Compte-rendu, opéra. Nancy. Opéra National de Lorraine, le 15 juin 2017. Richard Strauss : Ariadne auf Naxos. Amber Wagner, Michael König, Beate Ritter, Andrea Hill. Rani Calderon, direction musicale. David Hermann, mise en scène. Une table, des convives attablés qui dinent silencieusement, pantomime gastronomique où chaque geste est ralenti, comme une réalité parallèle à la nôtre. C’est ce spectacle à la fois déconcertant et fascinant qui nous accueille dans le foyer de la maison nancéenne, bien avant le lever du rideau. Et que l’on retrouve à l’entracte, comme si le temps s’était arrêté durant la première partie de la représentation.
Grossmachtige Prinzessin
Le prologue imaginé par Richard Strauss et Hugo von Hofmannsthal (portrait ci contre) développant déjà une réflexion autour de l’art lyrique – et annonçant en cela Capriccio –, le metteur en scène David Hermann imagine une scénographie simple, composée d’un mur immaculé percé de trois portes qui rappellent irrésistiblement celles qu’affronte Tamino chez Mozart. De ces ouvertures s’échappent les personnages qui tournoient autour des deux œuvres se préparant en coulisse : le Maître de musique en habit sombre, le Perruquier flanqué d’une délirante crête d’iroquois, le Maître à danser costumé comme une réplique de David Bowie… ainsi que la Prima Donna et le Ténor en peignoir, chacun roulant de l’ego comme autant de mécaniques. Autour d’eux va et vient le Compositeur – dont ne sait pas bien ici s’il est homme ou femme, tenant à la fois des deux sexes – et c’est dans l’entrebâillement d’une porte qu’on voit passer la charmante Zerbinette, dont l’auteur s’éprend en un coup d’œil.

> MATÉRIEL:
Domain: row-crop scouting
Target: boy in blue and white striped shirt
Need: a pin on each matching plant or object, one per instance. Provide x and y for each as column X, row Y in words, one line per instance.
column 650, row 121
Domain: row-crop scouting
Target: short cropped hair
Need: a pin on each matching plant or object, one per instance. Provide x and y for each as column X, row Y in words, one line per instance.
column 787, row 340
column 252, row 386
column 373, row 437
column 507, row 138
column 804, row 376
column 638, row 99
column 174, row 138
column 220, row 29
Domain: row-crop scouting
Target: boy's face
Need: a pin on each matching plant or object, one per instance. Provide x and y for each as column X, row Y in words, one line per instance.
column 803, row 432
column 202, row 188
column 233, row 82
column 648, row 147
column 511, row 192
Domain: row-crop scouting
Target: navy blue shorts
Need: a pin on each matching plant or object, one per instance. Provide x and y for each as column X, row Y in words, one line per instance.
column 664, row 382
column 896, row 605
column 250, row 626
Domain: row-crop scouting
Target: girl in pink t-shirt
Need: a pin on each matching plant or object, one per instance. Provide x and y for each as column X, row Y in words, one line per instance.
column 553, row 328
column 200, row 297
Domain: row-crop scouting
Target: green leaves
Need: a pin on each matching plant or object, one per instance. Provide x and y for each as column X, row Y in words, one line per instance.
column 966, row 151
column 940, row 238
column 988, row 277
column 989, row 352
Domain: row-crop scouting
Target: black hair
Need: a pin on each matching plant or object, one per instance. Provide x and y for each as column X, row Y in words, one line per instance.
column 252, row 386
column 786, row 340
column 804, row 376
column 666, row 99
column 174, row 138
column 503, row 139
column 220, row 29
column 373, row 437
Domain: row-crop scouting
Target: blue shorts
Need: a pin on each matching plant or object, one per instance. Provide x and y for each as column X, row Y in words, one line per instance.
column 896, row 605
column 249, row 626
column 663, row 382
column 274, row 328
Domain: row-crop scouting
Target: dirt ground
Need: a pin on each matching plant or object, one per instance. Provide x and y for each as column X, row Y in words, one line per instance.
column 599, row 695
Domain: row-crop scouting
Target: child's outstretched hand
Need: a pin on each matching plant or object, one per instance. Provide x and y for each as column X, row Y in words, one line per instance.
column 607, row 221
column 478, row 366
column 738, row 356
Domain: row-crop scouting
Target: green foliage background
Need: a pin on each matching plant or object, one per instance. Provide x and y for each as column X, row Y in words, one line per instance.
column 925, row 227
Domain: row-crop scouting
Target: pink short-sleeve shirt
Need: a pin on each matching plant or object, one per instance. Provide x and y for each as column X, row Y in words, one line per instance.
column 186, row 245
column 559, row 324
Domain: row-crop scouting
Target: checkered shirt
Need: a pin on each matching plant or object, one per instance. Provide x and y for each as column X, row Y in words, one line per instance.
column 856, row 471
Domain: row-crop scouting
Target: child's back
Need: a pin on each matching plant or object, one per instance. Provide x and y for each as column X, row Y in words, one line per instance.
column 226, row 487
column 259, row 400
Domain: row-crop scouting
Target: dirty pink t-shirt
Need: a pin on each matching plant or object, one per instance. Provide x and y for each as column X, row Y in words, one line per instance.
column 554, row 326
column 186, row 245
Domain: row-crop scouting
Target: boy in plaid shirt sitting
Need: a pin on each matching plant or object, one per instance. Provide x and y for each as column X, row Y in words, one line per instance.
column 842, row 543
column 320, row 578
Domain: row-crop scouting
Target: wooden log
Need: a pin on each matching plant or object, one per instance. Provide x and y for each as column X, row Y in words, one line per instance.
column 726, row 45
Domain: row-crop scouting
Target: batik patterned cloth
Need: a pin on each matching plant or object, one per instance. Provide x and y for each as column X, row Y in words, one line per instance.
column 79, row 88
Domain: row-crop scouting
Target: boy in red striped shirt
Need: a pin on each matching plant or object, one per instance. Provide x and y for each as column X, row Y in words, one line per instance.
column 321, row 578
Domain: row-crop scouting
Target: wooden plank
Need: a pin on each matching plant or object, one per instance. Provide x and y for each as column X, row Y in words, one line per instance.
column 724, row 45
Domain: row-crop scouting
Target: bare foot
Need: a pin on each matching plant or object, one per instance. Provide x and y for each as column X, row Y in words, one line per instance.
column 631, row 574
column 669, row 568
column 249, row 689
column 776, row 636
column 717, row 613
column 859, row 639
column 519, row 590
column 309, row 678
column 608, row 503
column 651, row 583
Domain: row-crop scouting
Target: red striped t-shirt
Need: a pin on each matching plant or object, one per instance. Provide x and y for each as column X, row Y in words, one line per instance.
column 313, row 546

> TÂCHES À RÉALISER:
• 1. Traduisez en anglais la phrase suivante du compte-rendu : « C’est ce spectacle à la fois déconcertant et fascinant qui nous accueille dans le foyer de la maison nancéenne, bien avant le lever du rideau. »
• 2. Reproduisez le passage du compte-rendu allant de « Compte-rendu, opéra. Nancy. » à « de la représentation. ».
• 3. D’après le compte-rendu, qui assure la direction musicale ?

> RÉSULTATS ATTENDUS:
• 1. It is this spectacle, at once disconcerting and fascinating, that greets us in the foyer of the Nancy house, well before the curtain rises.

• 2.
Compte-rendu, opéra. Nancy. Opéra National de Lorraine, le 15 juin 2017. Richard Strauss : Ariadne auf Naxos. Amber Wagner, Michael König, Beate Ritter, Andrea Hill. Rani Calderon, direction musicale. David Hermann, mise en scène. Une table, des convives attablés qui dinent silencieusement, pantomime gastronomique où chaque geste est ralenti, comme une réalité parallèle à la nôtre. C’est ce spectacle à la fois déconcertant et fascinant qui nous accueille dans le foyer de la maison nancéenne, bien avant le lever du rideau. Et que l’on retrouve à l’entracte, comme si le temps s’était arrêté durant la première partie de la représentation.

• 3. Rani Calderon.